Passage for review
[Start of section]
The Jakarta Post
I am not here to argue the pros and cons of the death penalty, but I do think that the premeditated murder of people by a state apparatus is perhaps more pernicious than the original crime and involves the complicity of so many people.
Attorney General HM Prasetyo argues that 40 to 50 people die every day from drugs in Indonesia, but there are no official statistics on drug-related deaths, other than tobacco.
Even that data is dodgy.
So it is incumbent on the attorney general, from whom we expect rational evidence-based justice, to tell us where this data comes from.
And what does he mean by drugs? When I did post-graduate studies in toxicology we were often reminded that the world's most dangerous plant was not the poppy, but the tobacco plant, which contains two toxins that had no legal limits for workplace environmental exposure: nicotine and isocyanates.
When doing factory inspections at a cigarette firm in Indonesia I was told that 1,200 workers presented at the factory clinic each day and that amongst those a large number were for spontaneous abortions caused by repeated dermal (skin) exposure and absorption of nicotine.
At that time, tobacco was responsible for 63 percent of global drug-related deaths: after tobacco come alcohol, which directly or indirectly was responsible for another 30 percent of deaths.
Of the remaining, 5 percent were due to medically prescribed drugs (iatrogenic deaths), while only 2 percent were due to illegal drugs. So are we getting hysterical about a non-problem?
[End of section]
Data shown
[Start of section]
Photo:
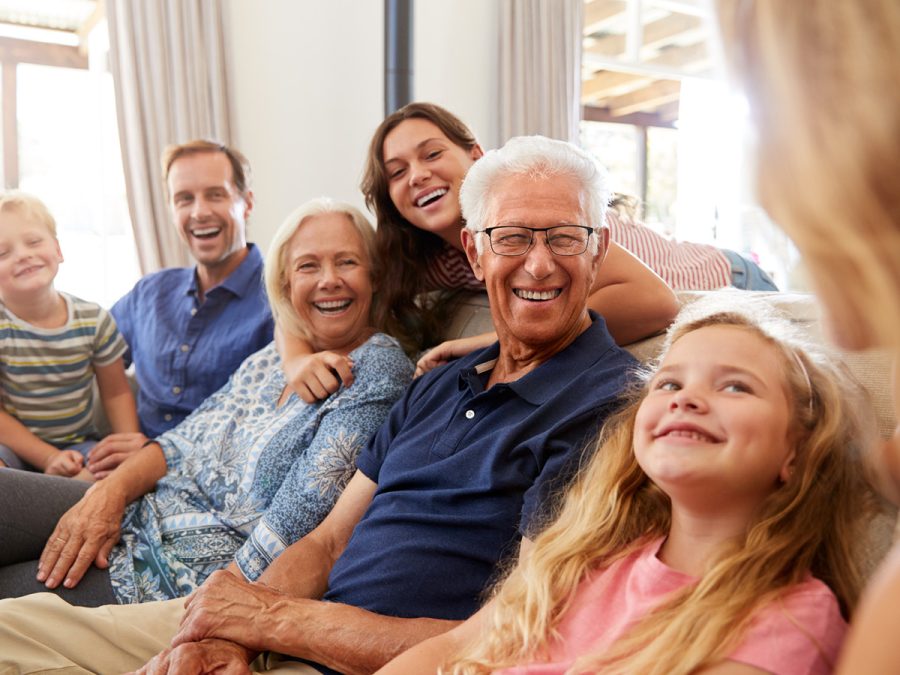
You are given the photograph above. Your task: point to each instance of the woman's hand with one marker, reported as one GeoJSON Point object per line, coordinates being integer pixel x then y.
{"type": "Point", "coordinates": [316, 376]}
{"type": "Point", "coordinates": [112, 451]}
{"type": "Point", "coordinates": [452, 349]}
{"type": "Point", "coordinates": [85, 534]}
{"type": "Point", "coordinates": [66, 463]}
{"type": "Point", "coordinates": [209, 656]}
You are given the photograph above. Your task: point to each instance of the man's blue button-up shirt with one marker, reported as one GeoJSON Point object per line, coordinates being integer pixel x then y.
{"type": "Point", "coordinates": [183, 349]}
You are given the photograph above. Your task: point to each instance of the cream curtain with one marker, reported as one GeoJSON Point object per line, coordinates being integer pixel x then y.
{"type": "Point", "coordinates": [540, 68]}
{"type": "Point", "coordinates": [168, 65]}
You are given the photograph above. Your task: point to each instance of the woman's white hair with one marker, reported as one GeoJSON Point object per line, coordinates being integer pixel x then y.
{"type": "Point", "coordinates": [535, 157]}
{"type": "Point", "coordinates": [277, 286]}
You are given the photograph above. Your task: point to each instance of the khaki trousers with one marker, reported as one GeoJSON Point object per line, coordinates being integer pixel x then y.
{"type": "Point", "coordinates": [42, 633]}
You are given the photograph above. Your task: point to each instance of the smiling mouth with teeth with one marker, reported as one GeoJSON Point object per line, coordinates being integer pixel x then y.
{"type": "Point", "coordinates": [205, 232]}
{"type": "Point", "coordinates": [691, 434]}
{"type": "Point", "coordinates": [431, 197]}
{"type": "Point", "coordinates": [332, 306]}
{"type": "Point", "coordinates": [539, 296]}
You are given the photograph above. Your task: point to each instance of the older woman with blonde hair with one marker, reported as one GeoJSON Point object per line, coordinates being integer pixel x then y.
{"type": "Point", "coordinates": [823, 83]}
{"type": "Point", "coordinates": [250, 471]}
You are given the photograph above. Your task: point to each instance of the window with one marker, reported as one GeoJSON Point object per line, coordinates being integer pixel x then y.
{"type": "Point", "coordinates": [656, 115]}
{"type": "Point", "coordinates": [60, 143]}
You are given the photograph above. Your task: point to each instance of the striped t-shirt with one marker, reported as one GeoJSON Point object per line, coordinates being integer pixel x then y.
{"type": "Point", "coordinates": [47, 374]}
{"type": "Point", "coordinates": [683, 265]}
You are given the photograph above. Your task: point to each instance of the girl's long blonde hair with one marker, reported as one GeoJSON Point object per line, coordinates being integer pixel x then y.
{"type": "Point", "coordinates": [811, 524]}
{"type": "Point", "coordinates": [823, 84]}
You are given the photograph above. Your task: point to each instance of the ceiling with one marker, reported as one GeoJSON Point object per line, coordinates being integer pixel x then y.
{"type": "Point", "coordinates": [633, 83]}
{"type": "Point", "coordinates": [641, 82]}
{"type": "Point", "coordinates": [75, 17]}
[End of section]
Assigned task A
Rewrite the paragraph of the opinion piece on drug deaths that begins "When doing factory inspections" as one shorter sentence that keeps its main facts.
Assigned task B
From the opinion piece on drug deaths, extract everything from "When doing factory" down to "absorption of nicotine.", copying the words without any change.

Your solution A
While inspecting a cigarette factory in Indonesia, the writer was told that 1,200 workers came to the factory clinic each day, many of them for spontaneous abortions caused by repeated skin exposure to nicotine and its absorption.

Your solution B
When doing factory inspections at a cigarette firm in Indonesia I was told that 1,200 workers presented at the factory clinic each day and that amongst those a large number were for spontaneous abortions caused by repeated dermal (skin) exposure and absorption of nicotine.